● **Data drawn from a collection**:
+++
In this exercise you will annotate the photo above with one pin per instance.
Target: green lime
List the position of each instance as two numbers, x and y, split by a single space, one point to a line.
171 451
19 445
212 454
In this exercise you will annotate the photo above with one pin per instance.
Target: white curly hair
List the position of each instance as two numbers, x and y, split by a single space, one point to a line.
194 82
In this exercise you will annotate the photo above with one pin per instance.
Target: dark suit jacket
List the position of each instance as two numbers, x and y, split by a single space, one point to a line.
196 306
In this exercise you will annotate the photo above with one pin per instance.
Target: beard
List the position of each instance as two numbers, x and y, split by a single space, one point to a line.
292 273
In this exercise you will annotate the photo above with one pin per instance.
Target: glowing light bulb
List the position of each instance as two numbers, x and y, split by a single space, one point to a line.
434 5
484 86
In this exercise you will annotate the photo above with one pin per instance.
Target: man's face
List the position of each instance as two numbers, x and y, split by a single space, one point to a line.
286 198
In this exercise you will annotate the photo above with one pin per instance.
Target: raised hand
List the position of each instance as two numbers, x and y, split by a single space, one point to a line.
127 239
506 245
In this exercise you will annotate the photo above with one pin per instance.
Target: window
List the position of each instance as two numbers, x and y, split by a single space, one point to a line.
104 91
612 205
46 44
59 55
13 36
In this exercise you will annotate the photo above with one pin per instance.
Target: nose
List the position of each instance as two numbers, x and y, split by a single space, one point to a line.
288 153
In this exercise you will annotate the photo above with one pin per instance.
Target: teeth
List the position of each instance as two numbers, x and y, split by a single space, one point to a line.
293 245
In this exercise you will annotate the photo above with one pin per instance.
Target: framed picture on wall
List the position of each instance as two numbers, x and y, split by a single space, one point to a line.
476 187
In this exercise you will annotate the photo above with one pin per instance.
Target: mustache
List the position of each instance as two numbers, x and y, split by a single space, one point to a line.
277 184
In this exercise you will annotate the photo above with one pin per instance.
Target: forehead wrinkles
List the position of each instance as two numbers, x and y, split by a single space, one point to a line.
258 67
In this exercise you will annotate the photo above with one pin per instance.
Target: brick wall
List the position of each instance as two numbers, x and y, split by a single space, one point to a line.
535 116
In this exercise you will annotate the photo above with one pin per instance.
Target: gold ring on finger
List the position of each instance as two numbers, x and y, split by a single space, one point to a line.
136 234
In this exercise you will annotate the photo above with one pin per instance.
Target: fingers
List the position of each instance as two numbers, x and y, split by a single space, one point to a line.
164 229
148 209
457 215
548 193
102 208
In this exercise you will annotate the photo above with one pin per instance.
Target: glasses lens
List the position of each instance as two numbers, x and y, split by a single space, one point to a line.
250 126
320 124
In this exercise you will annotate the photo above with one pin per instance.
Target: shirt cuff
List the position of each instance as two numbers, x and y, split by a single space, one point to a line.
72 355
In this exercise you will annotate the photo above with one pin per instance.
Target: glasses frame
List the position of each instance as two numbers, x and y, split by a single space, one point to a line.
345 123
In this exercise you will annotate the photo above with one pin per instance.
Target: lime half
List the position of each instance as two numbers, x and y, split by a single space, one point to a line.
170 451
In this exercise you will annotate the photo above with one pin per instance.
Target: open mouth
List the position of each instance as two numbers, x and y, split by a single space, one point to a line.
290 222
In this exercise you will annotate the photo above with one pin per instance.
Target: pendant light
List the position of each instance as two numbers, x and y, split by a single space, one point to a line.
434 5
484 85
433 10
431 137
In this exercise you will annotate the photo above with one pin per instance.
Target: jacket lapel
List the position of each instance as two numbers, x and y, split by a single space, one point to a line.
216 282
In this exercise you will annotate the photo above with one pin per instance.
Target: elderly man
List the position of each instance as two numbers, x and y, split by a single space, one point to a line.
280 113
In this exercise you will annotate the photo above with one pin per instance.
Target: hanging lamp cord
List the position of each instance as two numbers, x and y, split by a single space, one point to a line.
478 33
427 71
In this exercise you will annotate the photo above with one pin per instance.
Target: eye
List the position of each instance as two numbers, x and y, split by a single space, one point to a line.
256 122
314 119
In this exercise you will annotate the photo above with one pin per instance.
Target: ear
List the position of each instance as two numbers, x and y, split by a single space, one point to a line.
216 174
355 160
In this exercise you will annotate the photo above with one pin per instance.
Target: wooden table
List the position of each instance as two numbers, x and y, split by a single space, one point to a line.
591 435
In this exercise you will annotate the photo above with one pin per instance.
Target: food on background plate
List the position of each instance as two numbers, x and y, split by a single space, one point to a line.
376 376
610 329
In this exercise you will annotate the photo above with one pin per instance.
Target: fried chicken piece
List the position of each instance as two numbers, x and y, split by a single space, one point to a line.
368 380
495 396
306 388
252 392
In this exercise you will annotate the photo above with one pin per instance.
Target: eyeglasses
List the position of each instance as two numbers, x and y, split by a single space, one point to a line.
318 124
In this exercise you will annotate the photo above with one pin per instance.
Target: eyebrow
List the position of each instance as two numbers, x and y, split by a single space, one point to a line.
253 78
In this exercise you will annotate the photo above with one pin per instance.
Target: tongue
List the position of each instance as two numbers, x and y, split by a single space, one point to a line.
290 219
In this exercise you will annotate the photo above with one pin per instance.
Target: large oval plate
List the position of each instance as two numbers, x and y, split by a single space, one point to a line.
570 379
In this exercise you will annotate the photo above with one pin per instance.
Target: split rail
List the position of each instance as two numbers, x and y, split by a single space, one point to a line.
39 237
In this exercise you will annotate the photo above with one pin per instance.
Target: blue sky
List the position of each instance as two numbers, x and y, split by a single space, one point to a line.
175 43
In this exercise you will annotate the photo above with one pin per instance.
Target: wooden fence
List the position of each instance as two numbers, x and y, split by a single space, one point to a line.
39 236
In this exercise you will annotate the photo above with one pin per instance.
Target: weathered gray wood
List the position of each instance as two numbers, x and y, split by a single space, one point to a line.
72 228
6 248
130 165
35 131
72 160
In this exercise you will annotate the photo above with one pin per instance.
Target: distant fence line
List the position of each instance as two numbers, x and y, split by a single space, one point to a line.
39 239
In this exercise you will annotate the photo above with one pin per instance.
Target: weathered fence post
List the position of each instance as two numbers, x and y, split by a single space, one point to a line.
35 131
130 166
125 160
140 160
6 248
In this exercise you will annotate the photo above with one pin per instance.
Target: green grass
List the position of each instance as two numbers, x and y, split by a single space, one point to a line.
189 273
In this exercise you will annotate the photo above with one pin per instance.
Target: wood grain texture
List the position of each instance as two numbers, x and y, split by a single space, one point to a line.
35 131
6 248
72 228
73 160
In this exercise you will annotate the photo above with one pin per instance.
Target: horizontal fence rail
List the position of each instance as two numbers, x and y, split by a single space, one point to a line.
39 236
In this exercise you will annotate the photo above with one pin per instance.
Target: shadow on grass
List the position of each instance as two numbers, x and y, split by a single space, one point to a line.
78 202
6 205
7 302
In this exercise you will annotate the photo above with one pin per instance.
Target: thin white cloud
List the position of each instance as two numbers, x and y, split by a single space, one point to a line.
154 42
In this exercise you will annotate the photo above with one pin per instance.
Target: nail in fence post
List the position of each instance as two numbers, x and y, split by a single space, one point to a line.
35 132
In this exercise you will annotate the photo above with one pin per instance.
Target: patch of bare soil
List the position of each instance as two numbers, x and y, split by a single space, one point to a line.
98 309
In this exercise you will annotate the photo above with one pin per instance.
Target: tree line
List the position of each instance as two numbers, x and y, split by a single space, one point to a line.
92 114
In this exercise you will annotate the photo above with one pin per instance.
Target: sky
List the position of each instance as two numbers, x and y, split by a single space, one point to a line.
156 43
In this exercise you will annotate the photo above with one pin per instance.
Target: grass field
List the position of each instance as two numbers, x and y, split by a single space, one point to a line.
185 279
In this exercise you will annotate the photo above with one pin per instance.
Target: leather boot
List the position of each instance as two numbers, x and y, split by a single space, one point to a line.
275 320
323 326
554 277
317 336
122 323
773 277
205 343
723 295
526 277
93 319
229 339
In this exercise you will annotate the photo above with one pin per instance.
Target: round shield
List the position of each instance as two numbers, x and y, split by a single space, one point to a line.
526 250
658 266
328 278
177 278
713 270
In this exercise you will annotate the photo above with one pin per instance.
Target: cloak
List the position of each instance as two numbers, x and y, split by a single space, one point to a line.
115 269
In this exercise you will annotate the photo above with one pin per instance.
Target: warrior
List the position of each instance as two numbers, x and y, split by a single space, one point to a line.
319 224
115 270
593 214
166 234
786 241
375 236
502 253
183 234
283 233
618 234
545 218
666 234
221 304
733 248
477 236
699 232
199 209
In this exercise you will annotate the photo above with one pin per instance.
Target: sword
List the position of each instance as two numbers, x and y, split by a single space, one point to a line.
+++
● **Short problem**:
Which lines of the items above contain the string "rail"? Show each of them.

● **Answer to the task**:
Target: split rail
Target: horizontal fence rail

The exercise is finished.